LIST OF TASKS:
**1)** Answer from the post about the Blender Velvets video tutorial:
(a) Into how many parts is the video divided?
(b) In which other editing software did the person asking questions have experience?
(c) In what language is the tutorial currently available?
**2)** Rewrite the passage of the post about the Blender Velvets video tutorial starting at "Thanks for João" and ending at "Feedbacks are welcome.", changing "Final Cut" to "Premiere Pro".

The Blender Velvets have finally a long video tutorial on how to edit video with Blender using the Velvets addons! The video is divided into two parts: downloading/configuring Blender and installing the addons; and the actual editing.
Thanks for João Lacerda, a friend from Rio de Janeiro, who had the patience to sit besides me and ask pertinent questions about video editing in general. We tried the approach of having someone with video editing experience in other software (Final Cut) so that the general common doubts could pop up along the explanation – this made the tutorial richer as real-world issues were raised all the time, even if we were half asleep after having a long night in São Paulo.
The tutorial is currently only in Portuguese (sorry), but it should be easy to follow along because all the shortcuts we used are on the screen, both in Portuguese and in English. We can try and do an English version or subtitle it in English if there is some help/interest of the community. Feedbacks are welcome.
New functions for Velvet Goldmine

The Blender Velvets are currently being used in training four new Jongo leaderships – most of whom come from traditional quilombo lands – and a cultural hotspot in Rio de Janeiro that has a cinema project in the favelas. If you don’t know what Jongo is, you should definitely watch this video.

INFORMATION SUPPLIED:
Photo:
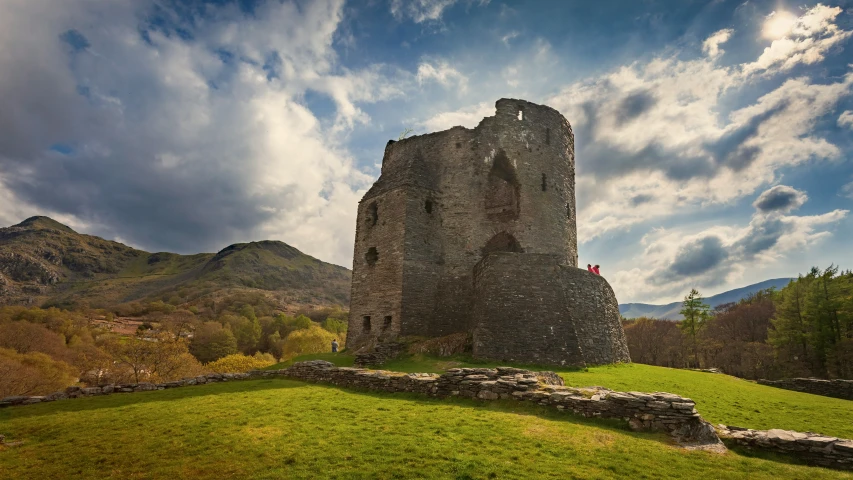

TASK SOLUTIONS:
**1)**
(a) Two.
(b) Final Cut.
(c) Portuguese.

**2)**
Thanks for João Lacerda, a friend from Rio de Janeiro, who had the patience to sit besides me and ask pertinent questions about video editing in general. We tried the approach of having someone with video editing experience in other software (Premiere Pro) so that the general common doubts could pop up along the explanation – this made the tutorial richer as real-world issues were raised all the time, even if we were half asleep after having a long night in São Paulo.
The tutorial is currently only in Portuguese (sorry), but it should be easy to follow along because all the shortcuts we used are on the screen, both in Portuguese and in English. We can try and do an English version or subtitle it in English if there is some help/interest of the community. Feedbacks are welcome.